◆ Exercise requirements
The answer should be each line of the records that contains the word "background"; please copy them all.

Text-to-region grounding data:

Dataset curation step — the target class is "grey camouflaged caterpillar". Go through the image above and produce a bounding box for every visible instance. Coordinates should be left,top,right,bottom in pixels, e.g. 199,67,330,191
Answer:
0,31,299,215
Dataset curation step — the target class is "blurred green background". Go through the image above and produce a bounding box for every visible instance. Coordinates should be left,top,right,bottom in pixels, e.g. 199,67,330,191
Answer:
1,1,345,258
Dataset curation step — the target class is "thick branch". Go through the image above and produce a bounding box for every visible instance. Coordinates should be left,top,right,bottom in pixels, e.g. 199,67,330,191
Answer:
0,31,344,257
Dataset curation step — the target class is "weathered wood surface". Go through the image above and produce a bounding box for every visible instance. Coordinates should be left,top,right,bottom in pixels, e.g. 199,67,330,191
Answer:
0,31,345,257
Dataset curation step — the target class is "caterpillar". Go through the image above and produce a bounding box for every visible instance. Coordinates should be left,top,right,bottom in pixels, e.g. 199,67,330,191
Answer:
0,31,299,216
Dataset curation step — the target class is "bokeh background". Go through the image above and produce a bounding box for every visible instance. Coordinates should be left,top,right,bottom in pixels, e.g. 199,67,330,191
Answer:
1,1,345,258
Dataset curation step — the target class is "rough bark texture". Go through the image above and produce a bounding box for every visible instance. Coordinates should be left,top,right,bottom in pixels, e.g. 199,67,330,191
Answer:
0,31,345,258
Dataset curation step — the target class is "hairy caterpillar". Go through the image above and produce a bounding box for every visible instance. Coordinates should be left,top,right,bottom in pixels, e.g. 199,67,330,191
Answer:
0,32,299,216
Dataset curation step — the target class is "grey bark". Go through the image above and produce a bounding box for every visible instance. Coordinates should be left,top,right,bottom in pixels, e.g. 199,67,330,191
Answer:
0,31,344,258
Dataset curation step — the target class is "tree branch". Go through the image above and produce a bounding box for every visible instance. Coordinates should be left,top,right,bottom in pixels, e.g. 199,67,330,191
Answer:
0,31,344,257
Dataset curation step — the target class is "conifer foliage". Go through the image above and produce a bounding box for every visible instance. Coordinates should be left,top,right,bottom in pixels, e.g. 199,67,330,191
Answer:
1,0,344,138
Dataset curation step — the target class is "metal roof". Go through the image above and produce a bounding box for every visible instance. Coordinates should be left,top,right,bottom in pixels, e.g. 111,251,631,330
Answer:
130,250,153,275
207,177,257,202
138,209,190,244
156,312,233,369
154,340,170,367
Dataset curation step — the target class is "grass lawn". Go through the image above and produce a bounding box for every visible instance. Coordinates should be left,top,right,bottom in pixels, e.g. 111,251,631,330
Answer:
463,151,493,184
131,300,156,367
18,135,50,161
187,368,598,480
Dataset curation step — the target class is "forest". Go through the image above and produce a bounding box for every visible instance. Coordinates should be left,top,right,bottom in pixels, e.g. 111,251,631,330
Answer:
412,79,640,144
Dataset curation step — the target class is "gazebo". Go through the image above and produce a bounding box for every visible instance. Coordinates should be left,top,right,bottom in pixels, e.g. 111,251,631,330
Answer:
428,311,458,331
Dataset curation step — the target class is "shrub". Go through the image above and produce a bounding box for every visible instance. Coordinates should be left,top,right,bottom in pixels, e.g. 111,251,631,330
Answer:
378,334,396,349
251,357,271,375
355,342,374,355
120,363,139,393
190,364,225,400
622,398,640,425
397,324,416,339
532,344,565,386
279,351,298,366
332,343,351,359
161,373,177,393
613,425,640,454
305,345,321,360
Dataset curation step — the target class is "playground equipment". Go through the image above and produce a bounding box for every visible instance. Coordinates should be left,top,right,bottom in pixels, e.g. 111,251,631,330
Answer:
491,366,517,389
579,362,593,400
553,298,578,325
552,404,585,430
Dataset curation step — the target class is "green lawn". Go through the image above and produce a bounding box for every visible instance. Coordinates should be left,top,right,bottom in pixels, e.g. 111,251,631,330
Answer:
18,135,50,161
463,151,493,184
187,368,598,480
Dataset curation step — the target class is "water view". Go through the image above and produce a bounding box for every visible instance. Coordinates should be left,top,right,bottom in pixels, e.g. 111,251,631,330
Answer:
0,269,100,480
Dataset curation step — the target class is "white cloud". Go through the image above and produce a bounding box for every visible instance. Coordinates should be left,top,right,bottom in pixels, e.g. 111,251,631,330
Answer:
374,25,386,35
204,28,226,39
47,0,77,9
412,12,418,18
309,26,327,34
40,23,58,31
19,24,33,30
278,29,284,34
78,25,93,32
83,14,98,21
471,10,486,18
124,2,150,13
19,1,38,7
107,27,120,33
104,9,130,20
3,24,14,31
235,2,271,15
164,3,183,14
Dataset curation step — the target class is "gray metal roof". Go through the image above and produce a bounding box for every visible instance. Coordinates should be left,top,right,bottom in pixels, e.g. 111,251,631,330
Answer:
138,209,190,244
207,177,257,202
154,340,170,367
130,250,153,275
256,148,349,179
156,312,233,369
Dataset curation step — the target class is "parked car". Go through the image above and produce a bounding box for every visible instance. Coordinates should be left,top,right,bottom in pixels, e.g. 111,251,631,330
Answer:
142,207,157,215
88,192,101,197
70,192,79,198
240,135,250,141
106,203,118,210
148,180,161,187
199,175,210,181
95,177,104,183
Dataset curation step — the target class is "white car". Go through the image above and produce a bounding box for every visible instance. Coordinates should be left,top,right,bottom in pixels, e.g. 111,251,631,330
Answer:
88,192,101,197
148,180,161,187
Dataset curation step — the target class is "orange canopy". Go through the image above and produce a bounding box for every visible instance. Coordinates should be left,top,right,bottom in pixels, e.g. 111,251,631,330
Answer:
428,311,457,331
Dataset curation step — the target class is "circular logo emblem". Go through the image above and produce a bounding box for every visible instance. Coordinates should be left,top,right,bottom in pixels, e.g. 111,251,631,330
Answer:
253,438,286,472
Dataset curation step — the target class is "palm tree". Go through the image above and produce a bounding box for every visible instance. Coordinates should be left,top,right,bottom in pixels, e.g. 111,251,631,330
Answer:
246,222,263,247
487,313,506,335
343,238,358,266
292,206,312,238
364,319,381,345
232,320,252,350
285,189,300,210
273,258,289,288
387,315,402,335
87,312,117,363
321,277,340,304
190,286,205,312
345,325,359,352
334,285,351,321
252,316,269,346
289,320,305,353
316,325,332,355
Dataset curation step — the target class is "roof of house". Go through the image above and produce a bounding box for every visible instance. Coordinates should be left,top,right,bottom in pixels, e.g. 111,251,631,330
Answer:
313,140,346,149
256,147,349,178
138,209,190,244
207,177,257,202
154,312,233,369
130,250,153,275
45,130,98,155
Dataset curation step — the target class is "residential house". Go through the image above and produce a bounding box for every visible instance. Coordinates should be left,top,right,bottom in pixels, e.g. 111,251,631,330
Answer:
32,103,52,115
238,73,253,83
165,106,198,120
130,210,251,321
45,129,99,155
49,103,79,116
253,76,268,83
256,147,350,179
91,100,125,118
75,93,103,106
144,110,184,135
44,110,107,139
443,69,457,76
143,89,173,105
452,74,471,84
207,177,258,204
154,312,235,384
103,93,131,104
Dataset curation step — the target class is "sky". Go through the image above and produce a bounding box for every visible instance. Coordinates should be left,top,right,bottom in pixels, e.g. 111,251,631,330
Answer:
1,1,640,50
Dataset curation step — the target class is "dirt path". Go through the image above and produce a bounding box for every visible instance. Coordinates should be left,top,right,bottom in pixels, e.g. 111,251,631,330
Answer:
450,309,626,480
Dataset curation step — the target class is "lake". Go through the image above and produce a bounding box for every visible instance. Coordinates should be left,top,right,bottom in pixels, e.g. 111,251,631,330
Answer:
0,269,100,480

◆ Reply
Dataset curation step — the target class is "blurred green background". Go through the image above and produce a bounding box for every visible instance. Coordinates should be left,top,right,bottom in pixels, e.g. 199,67,330,191
Dataset curation step — the target class is "bokeh background". Go through the image above and produce a bounding box for every visible instance. Coordinates should be left,top,right,bottom in pixels, e.g. 199,67,330,191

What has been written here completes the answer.